- [DATA TO PROCESS]:
*****

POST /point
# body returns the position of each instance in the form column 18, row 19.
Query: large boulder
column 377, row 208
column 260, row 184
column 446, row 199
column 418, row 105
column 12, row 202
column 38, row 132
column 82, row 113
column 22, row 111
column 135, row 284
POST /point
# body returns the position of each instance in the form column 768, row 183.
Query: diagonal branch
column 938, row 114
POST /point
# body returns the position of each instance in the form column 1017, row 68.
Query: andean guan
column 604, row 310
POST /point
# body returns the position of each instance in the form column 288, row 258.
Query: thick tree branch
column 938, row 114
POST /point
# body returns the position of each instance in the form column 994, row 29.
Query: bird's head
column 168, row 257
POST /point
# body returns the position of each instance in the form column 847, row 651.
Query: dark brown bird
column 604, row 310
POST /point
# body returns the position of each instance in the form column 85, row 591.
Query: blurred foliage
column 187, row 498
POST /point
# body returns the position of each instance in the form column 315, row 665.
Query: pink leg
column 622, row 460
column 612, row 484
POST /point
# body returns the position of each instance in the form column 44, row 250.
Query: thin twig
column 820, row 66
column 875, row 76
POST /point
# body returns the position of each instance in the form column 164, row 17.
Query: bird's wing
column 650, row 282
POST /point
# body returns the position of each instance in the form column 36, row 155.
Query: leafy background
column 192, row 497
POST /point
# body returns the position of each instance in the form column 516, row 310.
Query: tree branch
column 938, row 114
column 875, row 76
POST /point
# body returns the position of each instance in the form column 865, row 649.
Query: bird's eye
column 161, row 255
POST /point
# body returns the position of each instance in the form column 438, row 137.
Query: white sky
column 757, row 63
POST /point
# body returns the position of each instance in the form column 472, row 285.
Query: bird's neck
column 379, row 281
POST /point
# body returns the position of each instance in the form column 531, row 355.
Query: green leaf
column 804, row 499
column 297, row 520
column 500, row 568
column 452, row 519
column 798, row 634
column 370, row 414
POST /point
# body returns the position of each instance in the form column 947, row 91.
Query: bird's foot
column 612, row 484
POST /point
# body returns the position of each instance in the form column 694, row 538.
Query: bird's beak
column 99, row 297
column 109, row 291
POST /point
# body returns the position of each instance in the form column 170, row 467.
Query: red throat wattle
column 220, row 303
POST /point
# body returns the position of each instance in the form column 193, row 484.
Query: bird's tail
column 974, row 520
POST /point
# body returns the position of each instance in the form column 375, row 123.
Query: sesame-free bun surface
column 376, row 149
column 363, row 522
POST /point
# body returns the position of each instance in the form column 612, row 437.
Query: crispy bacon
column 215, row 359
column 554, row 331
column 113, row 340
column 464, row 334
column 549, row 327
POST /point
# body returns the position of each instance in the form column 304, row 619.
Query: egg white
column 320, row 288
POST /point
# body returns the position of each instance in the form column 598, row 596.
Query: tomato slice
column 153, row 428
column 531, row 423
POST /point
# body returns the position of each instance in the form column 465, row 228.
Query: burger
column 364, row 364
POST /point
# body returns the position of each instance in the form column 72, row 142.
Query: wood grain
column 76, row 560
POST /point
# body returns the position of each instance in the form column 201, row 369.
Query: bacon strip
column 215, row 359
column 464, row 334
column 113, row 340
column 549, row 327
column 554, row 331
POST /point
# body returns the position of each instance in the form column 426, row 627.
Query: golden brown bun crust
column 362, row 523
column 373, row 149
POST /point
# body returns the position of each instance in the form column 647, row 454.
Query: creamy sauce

*****

- [PROMPT]: Reproduce the entire listing above line for line, with no changes.

- [EXERCISE SOLUTION]:
POST /point
# body returns the position of each instance in the form column 18, row 19.
Query: large boulder
column 377, row 208
column 260, row 184
column 446, row 199
column 418, row 105
column 12, row 202
column 38, row 132
column 82, row 113
column 22, row 111
column 135, row 284
POST /point
# body returns the position of each instance in the form column 768, row 183.
Query: diagonal branch
column 938, row 114
POST /point
# body returns the position of each instance in the form column 1017, row 68.
Query: andean guan
column 604, row 310
POST /point
# body returns the position of each instance in the form column 288, row 258.
Query: thick tree branch
column 938, row 114
POST /point
# body returns the position of each instance in the form column 994, row 29.
Query: bird's head
column 168, row 257
POST /point
# body returns the position of each instance in the form column 847, row 651.
Query: dark brown bird
column 604, row 310
POST /point
# body returns the position of each instance in the form column 85, row 591.
Query: blurred foliage
column 187, row 498
POST /point
# body returns the position of each instance in the form column 315, row 665.
Query: pink leg
column 622, row 460
column 612, row 484
POST /point
# body returns the position of each instance in the form column 44, row 250.
Query: thin twig
column 820, row 66
column 875, row 76
POST /point
# body returns the position of each instance in the form column 164, row 17.
Query: bird's wing
column 650, row 282
POST /point
# body returns the position of each instance in the form column 36, row 155.
Query: leafy background
column 192, row 497
POST /point
# body returns the position of each instance in the form column 516, row 310.
Query: tree branch
column 938, row 114
column 875, row 76
POST /point
# body returns the position of each instance in the form column 865, row 649.
Query: bird's eye
column 161, row 255
POST /point
# body returns the position of each instance in the form column 438, row 137.
Query: white sky
column 757, row 63
POST /point
# body returns the position of each instance in the form column 472, row 285.
Query: bird's neck
column 379, row 281
POST /point
# body returns the position of each instance in the form column 531, row 355.
Query: green leaf
column 804, row 499
column 297, row 520
column 500, row 568
column 452, row 519
column 798, row 634
column 370, row 414
POST /point
# body returns the position of each instance in the form column 947, row 91.
Query: bird's foot
column 612, row 484
POST /point
# body returns the position of each instance in the form column 694, row 538.
Query: bird's beak
column 99, row 297
column 109, row 291
POST /point
# body returns the position of each instance in the form column 170, row 467.
Query: red throat wattle
column 220, row 303
POST /point
# body returns the position of each instance in the form column 193, row 484.
Query: bird's tail
column 974, row 520
POST /point
# body returns the position of each instance in the form column 375, row 123.
Query: sesame-free bun surface
column 376, row 149
column 363, row 522
POST /point
# body returns the position of each instance in the form column 612, row 437.
Query: crispy bacon
column 215, row 359
column 554, row 331
column 113, row 340
column 464, row 334
column 549, row 327
POST /point
# body returns the position of each instance in the form column 304, row 619.
Query: egg white
column 320, row 288
POST /point
# body returns the position of each instance in the form column 598, row 596.
Query: tomato slice
column 153, row 428
column 531, row 423
POST /point
# body returns the position of each instance in the form column 465, row 228.
Query: burger
column 364, row 364
POST /point
# body returns the position of each instance in the form column 72, row 142.
Query: wood grain
column 76, row 560
POST /point
# body returns the position of each instance in the form column 201, row 369.
Query: bacon strip
column 215, row 359
column 464, row 334
column 113, row 340
column 549, row 327
column 554, row 331
POST /point
# body returns the position of each instance in the form column 426, row 627.
Query: golden brown bun crust
column 362, row 523
column 373, row 149
POST /point
# body returns the position of each instance in the form column 647, row 454.
Query: creamy sauce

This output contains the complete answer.